## Extracted entries
════════════════════
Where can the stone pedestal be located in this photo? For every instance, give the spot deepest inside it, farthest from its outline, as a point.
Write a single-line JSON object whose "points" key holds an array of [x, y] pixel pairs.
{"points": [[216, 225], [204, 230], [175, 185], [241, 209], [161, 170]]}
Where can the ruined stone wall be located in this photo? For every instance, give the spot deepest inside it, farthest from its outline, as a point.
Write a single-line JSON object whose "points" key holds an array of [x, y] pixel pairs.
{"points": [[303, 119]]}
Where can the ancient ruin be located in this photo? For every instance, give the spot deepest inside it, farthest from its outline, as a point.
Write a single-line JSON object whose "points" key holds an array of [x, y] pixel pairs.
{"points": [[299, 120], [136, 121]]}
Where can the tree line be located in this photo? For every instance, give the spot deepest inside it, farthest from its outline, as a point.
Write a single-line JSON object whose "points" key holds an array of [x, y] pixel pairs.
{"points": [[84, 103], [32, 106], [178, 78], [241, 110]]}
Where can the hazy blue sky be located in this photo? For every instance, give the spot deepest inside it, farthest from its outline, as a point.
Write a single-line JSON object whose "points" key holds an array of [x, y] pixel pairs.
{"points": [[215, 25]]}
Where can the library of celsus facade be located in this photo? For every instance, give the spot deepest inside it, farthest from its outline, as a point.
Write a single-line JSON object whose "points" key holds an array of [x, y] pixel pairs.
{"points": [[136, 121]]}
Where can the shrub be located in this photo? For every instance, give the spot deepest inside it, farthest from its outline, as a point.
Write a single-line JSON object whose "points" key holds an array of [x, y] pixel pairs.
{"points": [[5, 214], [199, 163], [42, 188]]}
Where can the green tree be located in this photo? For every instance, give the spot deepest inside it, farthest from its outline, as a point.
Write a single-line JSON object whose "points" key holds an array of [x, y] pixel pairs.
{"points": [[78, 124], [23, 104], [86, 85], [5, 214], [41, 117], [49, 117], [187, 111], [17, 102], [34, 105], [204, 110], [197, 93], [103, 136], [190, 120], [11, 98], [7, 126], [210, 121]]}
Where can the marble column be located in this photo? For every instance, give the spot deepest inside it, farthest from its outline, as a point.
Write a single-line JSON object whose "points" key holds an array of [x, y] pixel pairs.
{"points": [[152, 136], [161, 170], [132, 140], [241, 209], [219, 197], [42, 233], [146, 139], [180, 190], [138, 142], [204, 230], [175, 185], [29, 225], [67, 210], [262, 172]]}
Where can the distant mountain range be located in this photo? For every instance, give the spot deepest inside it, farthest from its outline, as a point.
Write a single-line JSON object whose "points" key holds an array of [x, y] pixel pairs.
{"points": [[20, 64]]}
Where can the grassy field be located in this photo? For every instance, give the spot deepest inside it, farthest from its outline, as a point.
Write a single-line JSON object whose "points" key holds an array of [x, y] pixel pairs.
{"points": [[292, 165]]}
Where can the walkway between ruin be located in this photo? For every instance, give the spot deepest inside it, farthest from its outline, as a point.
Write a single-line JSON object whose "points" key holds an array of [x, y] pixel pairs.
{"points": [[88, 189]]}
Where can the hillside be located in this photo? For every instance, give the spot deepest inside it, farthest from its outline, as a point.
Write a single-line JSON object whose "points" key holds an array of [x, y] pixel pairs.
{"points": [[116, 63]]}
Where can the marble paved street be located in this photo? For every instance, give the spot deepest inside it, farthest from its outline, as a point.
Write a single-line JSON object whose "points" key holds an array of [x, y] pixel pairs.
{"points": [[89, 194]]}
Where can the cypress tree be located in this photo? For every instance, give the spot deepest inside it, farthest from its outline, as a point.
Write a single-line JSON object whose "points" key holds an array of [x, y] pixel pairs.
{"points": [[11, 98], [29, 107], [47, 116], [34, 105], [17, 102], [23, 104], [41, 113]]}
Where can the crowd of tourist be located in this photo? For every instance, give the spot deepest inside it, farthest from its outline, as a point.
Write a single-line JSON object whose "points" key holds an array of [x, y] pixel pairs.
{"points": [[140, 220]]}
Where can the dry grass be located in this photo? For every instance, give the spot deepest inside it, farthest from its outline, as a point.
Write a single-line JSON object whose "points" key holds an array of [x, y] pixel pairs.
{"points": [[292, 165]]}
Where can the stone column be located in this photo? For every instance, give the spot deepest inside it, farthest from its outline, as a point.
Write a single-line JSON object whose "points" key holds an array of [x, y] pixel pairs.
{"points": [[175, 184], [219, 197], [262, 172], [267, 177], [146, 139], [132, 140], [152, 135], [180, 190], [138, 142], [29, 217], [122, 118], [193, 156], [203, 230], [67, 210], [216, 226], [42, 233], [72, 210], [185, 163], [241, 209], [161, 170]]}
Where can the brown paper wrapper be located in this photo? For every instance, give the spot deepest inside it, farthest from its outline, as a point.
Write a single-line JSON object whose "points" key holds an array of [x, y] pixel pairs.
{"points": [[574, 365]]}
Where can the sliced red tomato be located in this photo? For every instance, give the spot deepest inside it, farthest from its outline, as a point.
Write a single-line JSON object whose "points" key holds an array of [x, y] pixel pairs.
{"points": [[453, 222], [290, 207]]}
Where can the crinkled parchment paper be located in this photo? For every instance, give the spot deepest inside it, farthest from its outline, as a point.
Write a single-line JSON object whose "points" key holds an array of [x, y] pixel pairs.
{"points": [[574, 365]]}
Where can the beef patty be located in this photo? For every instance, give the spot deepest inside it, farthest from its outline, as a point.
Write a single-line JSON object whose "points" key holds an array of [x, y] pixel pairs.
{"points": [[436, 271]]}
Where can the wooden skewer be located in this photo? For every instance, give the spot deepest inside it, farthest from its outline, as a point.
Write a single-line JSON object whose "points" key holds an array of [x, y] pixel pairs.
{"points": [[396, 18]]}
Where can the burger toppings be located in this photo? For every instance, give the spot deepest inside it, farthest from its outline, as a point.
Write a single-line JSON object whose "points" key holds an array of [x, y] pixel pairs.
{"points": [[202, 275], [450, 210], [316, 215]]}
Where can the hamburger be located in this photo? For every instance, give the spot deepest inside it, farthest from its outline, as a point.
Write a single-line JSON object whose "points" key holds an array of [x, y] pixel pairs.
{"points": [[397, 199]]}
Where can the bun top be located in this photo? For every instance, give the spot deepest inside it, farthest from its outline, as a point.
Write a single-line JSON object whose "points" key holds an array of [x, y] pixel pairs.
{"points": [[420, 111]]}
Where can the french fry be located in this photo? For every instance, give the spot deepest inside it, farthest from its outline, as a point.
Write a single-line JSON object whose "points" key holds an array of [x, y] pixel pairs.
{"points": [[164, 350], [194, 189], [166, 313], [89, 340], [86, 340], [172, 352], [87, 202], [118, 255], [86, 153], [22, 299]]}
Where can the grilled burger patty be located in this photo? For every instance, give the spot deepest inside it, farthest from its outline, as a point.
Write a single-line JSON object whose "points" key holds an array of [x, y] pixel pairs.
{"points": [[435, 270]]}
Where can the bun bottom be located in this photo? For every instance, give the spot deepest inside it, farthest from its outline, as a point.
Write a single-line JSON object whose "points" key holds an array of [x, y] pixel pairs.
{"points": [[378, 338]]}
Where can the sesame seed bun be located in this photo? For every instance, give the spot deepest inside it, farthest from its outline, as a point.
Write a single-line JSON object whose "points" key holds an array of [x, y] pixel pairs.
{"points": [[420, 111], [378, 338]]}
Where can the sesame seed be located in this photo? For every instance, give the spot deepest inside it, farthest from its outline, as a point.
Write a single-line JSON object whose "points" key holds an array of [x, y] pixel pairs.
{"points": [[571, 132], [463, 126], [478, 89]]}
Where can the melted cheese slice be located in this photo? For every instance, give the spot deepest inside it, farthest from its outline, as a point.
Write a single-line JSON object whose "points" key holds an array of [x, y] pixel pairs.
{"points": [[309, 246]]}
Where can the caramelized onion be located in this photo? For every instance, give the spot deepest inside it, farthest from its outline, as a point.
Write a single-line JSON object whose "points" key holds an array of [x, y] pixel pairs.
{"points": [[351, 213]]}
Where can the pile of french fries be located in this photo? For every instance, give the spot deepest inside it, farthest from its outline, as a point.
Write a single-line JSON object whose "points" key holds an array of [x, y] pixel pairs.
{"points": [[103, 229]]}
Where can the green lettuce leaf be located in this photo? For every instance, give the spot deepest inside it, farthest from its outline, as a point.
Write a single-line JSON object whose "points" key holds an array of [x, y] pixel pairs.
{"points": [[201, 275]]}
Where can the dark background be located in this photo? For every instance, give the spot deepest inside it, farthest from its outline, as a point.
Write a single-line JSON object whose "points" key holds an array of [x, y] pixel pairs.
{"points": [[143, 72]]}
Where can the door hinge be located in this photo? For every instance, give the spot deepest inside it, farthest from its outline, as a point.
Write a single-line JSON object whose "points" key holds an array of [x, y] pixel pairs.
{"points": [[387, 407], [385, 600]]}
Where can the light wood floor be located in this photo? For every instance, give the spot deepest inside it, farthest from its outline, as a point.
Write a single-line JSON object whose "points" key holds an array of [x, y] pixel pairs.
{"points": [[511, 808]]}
════════════════════
## What is being asked
If a line in the material contains "paper", show it.

## Your response
Where can the brown paper wrapper be located in this photo? For every instance, give the spot deepest inside it, farthest from its outline, as a point.
Where can the crinkled parchment paper be located in this photo? For every instance, give the spot deepest inside it, farthest from its outline, as a point.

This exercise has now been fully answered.